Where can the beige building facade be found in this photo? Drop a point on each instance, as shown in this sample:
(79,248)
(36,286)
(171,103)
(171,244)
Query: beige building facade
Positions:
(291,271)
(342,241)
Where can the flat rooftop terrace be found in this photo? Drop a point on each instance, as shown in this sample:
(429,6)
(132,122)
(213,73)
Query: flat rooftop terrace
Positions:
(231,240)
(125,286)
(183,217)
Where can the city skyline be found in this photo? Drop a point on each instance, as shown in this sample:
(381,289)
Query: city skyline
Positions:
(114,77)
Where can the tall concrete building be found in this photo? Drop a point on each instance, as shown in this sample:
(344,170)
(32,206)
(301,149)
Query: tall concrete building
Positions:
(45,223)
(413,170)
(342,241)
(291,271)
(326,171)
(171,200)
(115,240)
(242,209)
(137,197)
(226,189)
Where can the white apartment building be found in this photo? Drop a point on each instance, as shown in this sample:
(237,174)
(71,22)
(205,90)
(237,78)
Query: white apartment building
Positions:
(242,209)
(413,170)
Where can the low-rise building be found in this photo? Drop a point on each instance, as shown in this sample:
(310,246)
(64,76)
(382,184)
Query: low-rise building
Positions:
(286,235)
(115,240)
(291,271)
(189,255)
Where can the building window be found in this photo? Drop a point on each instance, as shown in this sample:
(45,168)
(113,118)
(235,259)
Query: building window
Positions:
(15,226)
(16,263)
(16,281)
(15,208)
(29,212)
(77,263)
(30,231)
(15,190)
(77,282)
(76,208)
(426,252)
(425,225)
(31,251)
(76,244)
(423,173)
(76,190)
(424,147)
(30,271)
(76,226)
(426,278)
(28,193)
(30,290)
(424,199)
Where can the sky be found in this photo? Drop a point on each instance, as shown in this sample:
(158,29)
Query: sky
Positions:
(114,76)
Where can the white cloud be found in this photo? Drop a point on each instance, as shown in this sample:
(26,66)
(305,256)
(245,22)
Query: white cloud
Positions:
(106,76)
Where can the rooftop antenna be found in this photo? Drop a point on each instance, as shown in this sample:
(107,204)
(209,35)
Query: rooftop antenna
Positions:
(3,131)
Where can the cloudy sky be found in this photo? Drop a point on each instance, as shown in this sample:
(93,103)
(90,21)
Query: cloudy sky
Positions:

*What the task asks*.
Which lines in the listing above hold the word "terrace"? Show each of them.

*Output of the task*.
Where can the flat rooftop terrace be found in this photo? Drop a point on each instance, as shown in this sample:
Query: flat rooftop terrace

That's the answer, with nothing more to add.